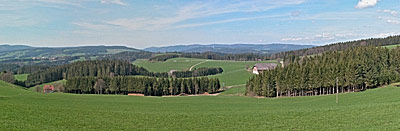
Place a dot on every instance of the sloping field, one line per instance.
(235, 72)
(21, 77)
(375, 109)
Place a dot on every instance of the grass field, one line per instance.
(41, 86)
(235, 72)
(375, 109)
(21, 77)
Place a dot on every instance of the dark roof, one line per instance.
(265, 66)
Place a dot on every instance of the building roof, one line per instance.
(265, 66)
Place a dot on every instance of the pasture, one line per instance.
(235, 72)
(21, 77)
(375, 109)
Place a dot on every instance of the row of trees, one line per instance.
(220, 56)
(354, 69)
(149, 86)
(95, 68)
(391, 40)
(203, 71)
(105, 68)
(163, 57)
(126, 56)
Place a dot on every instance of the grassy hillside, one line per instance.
(375, 109)
(41, 86)
(21, 77)
(235, 72)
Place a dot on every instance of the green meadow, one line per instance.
(235, 72)
(21, 77)
(375, 109)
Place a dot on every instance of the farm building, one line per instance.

- The exercise -
Omit the pictures. Output every record above word for word.

- Response -
Place a dot on every instance of the sloping field, one line per instance.
(235, 72)
(21, 77)
(375, 109)
Place a dot on every instance of the grass field, one line per instance.
(41, 86)
(235, 72)
(375, 109)
(21, 77)
Place a dot on every instance of the dark roof, one line per instance.
(265, 66)
Place a dot on every instance of the building roof, one line per instance.
(265, 66)
Place a dot on every instance of the pasture, one line per instance.
(235, 72)
(21, 77)
(375, 109)
Place a dot on every instance of the row of trees, one line per instance.
(220, 56)
(354, 69)
(149, 86)
(95, 68)
(391, 40)
(203, 71)
(105, 68)
(163, 57)
(126, 56)
Place a dot on every instance of the grassy hillside, one line per instance.
(375, 109)
(41, 86)
(21, 77)
(235, 72)
Place a dot on every instance of the green meadow, one line per instance.
(235, 72)
(21, 77)
(375, 109)
Place a dot on every instance of the farm building, one line per instance.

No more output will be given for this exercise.